__THE EXERCISE__: Copy out each line below exactly as it appears.
==== DATA PROVIDED ====
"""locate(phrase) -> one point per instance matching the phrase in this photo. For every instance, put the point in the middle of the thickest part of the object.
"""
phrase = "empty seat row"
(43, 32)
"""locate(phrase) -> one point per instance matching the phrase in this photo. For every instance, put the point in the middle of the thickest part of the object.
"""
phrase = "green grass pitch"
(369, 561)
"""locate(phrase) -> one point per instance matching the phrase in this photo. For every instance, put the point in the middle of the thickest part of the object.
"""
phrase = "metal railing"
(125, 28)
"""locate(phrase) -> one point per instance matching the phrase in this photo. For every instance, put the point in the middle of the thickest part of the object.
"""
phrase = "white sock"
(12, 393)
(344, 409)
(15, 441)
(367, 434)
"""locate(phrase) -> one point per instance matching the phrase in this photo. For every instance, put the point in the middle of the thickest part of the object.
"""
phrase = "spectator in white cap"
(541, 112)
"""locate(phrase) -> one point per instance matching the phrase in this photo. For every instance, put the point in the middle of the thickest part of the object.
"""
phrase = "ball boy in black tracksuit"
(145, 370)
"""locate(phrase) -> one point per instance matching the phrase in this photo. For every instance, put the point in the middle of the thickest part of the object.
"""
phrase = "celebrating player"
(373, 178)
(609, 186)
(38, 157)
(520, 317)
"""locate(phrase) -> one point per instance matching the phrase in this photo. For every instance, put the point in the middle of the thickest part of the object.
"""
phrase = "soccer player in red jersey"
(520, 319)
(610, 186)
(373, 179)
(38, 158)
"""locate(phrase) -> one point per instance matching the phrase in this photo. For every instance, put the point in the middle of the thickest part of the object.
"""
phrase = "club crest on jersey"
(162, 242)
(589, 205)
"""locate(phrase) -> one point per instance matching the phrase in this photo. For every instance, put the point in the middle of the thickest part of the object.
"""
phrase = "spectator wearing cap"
====
__TASK SOLUTION__:
"""locate(phrase) -> one point per instance matching the phrase in this photo. For every instance, put the point in the middle of the thickest part of the object.
"""
phrase = "empty seat row"
(43, 32)
"""locate(phrase) -> one point per instance matching the phrase in this photo. For every instance, put the point in the middle of the thickest part of the object.
"""
phrase = "green grass pitch"
(369, 561)
"""locate(phrase) -> one point per instance matching the phrase in this photo. For every instance, put the point in the middle of the thickest part of the object.
"""
phrase = "metal railing"
(125, 28)
"""locate(phrase) -> one point per instance matching the phrase in this photo. For every instance, put the point in the middle of the thickest part of the object.
"""
phrase = "white sock"
(12, 393)
(344, 409)
(15, 441)
(367, 434)
"""locate(phrase) -> one point per instance matching the phrase in this photo. For every instance, put the point in the middle of the thickest part of the object.
"""
phrase = "spectator in white cap"
(541, 112)
"""locate(phrase) -> one point per instance matching the phrase in this photo. For every instance, put the point in the middle of the thickest part of the object.
"""
phrase = "ball boy in black tracksuit"
(145, 370)
"""locate(phrase) -> one point per instance matching the phrase in this photo. For every instance, put the point in the middle of the thickest part of the object.
"""
phrase = "celebrating player"
(373, 178)
(609, 186)
(38, 157)
(520, 317)
"""locate(phrase) -> one point per instance matching the phrase in this photo. For every instance, put the point in the middle of the thickest part of the object.
"""
phrase = "soccer player in red jersey"
(520, 319)
(610, 186)
(373, 179)
(38, 158)
"""locate(phrase) -> one point per instance matching the phrase in this photo. For every instance, put the point in the middle of the thickest part of the object.
"""
phrase = "club crest on jersey"
(162, 242)
(589, 205)
"""locate(phrase) -> one point per instance matching the phrase in this photo. For every instance, put the point in the middle of the thickest part of the object.
"""
phrase = "spectator wearing cap"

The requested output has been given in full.